- TASK DIRECTIONS -
Rewrite every line in the stretch from the line containing "task: segment the black clipboard" through the end of the records, requests included, adding 114 to each number in the answer SVG (the viewBox values and the path coordinates).

(Dataset rows)
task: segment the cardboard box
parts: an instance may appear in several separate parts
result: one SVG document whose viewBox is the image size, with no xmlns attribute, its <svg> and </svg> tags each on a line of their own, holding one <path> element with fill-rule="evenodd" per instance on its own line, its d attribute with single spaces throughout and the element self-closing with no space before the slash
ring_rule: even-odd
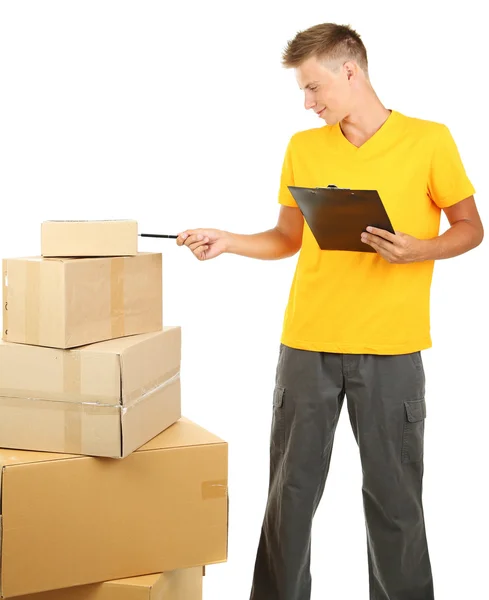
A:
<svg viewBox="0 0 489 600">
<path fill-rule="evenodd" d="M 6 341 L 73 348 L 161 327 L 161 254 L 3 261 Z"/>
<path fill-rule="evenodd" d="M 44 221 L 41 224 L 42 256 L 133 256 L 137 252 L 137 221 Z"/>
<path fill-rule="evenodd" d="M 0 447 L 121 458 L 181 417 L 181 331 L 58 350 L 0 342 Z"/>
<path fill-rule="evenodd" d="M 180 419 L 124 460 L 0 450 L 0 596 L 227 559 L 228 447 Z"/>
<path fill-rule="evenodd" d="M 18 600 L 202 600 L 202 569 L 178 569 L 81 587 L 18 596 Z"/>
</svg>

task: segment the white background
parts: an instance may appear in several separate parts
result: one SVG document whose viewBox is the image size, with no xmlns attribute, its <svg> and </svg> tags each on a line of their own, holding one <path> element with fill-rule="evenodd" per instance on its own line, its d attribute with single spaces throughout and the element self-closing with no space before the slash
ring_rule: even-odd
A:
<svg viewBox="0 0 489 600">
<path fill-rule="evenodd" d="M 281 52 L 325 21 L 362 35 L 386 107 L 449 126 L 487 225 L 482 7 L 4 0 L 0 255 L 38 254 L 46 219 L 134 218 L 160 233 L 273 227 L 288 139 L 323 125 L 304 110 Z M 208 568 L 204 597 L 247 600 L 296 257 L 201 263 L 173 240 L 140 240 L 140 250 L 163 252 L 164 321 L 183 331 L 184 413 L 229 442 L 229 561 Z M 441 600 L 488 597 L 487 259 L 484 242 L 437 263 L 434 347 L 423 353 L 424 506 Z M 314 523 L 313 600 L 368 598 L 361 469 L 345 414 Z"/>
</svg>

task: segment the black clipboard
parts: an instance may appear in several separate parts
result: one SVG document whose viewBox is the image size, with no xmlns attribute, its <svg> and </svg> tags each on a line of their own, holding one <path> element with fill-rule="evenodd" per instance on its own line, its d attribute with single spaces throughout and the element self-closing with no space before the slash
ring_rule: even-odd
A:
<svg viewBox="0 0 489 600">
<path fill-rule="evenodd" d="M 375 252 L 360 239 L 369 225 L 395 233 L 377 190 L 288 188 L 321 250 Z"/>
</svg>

- EXERCISE ANSWER -
task: segment the black clipboard
parts: an instance may appear in several separate parts
result: one SVG document whose viewBox is the image size, with no xmlns attribute, its <svg> and </svg> tags each on a line of their own, holding one <path> element with fill-rule="evenodd" per instance on its own line, its d attribute with single spaces throughout and the element self-closing with no space before the slash
ring_rule: even-odd
A:
<svg viewBox="114 114 603 714">
<path fill-rule="evenodd" d="M 489 366 L 474 353 L 483 339 L 509 347 L 491 304 L 402 302 L 435 364 Z"/>
</svg>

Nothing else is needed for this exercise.